How many lines of the items below contain the string "mask", matching case exactly? Reply with the number only.
-- start EXERCISE MATERIAL --
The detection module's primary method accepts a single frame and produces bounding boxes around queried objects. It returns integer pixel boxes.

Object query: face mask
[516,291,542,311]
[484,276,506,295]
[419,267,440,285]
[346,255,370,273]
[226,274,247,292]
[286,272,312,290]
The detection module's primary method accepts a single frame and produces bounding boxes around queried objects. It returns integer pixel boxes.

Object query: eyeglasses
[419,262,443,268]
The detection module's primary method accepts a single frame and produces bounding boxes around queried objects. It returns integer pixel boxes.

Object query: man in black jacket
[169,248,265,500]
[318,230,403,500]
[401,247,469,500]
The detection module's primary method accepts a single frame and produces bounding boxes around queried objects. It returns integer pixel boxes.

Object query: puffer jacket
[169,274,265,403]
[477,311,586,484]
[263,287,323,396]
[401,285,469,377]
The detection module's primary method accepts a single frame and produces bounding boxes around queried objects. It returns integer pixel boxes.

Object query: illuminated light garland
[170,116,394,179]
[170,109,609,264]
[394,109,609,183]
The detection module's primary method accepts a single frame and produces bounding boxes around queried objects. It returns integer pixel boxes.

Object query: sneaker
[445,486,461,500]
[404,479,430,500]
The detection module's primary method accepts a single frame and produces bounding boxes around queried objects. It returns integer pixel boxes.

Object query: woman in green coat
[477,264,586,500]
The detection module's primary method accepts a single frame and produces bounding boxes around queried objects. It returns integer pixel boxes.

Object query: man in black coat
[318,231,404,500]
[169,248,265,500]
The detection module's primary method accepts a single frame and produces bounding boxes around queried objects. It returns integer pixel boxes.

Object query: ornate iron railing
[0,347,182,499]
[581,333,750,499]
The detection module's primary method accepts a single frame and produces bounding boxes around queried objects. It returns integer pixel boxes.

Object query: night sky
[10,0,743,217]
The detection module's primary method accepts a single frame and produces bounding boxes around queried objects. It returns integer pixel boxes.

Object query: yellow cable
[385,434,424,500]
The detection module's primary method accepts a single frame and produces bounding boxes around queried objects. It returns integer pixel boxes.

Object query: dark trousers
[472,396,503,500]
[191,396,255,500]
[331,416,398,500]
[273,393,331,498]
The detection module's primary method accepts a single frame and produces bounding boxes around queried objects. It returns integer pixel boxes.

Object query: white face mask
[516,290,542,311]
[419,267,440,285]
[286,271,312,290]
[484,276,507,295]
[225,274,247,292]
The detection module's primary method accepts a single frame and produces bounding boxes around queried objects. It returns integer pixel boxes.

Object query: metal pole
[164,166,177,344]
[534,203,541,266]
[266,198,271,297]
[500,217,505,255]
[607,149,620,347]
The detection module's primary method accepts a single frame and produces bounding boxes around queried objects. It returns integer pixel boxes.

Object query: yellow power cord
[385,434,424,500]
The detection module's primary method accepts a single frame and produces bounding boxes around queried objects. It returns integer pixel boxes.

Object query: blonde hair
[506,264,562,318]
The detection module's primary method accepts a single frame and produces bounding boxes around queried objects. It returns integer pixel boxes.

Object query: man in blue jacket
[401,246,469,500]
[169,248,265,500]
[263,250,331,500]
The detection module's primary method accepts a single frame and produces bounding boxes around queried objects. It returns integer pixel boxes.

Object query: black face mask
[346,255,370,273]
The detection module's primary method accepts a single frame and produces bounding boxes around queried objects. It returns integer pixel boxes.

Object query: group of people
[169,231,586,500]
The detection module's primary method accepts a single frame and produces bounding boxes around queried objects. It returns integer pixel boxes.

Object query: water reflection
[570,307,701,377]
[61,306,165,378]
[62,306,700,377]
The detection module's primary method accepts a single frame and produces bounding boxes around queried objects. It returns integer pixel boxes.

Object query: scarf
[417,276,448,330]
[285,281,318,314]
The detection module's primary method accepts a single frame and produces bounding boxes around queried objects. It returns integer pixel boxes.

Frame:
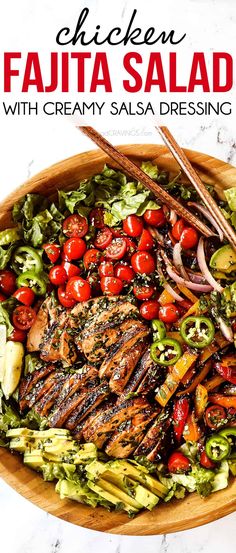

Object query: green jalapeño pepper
[12,246,43,275]
[180,317,215,349]
[16,271,47,296]
[150,338,182,366]
[206,434,231,461]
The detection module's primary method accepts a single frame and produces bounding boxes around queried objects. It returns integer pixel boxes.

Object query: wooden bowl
[0,144,236,536]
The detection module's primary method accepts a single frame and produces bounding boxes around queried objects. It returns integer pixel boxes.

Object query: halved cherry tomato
[83,248,104,269]
[98,261,114,277]
[12,305,36,330]
[140,300,159,321]
[115,263,135,282]
[66,277,91,301]
[57,286,76,307]
[0,271,16,296]
[180,227,198,250]
[101,277,123,296]
[168,451,191,473]
[63,238,87,261]
[13,286,35,305]
[138,229,154,251]
[62,214,88,238]
[94,227,113,250]
[43,244,61,263]
[89,207,105,228]
[48,265,67,286]
[123,215,143,238]
[131,252,155,275]
[105,238,127,260]
[133,284,155,301]
[159,303,179,324]
[143,208,166,227]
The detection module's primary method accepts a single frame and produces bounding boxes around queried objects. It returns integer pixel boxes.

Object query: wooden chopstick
[77,126,214,237]
[156,126,236,249]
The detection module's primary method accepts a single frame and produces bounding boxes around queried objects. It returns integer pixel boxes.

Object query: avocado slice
[210,244,236,273]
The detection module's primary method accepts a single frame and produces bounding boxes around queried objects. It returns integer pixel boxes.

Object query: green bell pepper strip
[12,246,43,275]
[205,434,231,461]
[16,271,47,296]
[150,338,182,367]
[180,317,215,349]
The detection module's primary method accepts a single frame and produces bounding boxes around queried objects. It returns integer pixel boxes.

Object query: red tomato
[12,305,36,330]
[89,207,105,228]
[83,248,104,269]
[131,252,155,275]
[13,286,35,305]
[140,300,159,321]
[43,244,61,263]
[63,238,87,261]
[66,277,91,301]
[98,261,114,277]
[0,271,16,296]
[48,265,67,286]
[123,215,143,238]
[143,209,166,227]
[172,219,186,242]
[9,328,27,342]
[105,238,127,260]
[180,227,198,250]
[168,451,191,473]
[94,227,113,250]
[62,214,88,238]
[57,286,76,307]
[101,277,123,296]
[133,284,154,301]
[61,261,81,279]
[115,263,135,282]
[138,229,154,251]
[159,303,179,324]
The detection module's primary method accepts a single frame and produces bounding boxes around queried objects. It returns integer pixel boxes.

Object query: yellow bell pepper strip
[194,384,208,419]
[155,351,198,407]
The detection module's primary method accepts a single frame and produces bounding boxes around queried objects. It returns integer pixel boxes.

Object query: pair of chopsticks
[78,126,236,249]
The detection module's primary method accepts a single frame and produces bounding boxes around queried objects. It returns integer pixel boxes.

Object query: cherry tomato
[159,303,179,324]
[133,284,154,301]
[89,207,105,228]
[43,244,61,263]
[61,261,81,279]
[98,261,114,277]
[13,286,35,305]
[63,238,87,261]
[180,227,198,250]
[62,214,88,238]
[57,286,76,307]
[172,219,186,242]
[115,263,135,282]
[83,248,102,269]
[66,277,91,301]
[105,238,127,260]
[123,215,143,238]
[131,252,155,275]
[143,209,166,227]
[48,265,67,286]
[94,227,113,250]
[168,451,191,473]
[140,300,159,321]
[9,328,27,342]
[0,271,16,296]
[101,277,123,296]
[12,305,36,330]
[138,229,154,251]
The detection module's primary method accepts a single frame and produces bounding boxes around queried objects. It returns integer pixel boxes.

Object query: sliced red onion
[197,236,224,293]
[188,202,224,242]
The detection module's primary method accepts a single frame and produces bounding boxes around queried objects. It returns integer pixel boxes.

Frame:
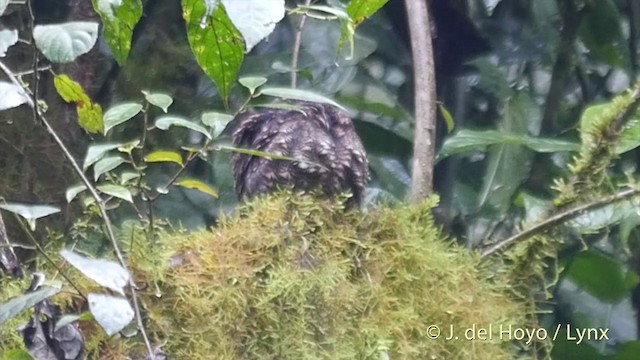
-- end EXERCISE MATERIAL --
EXERCISE RESULT:
3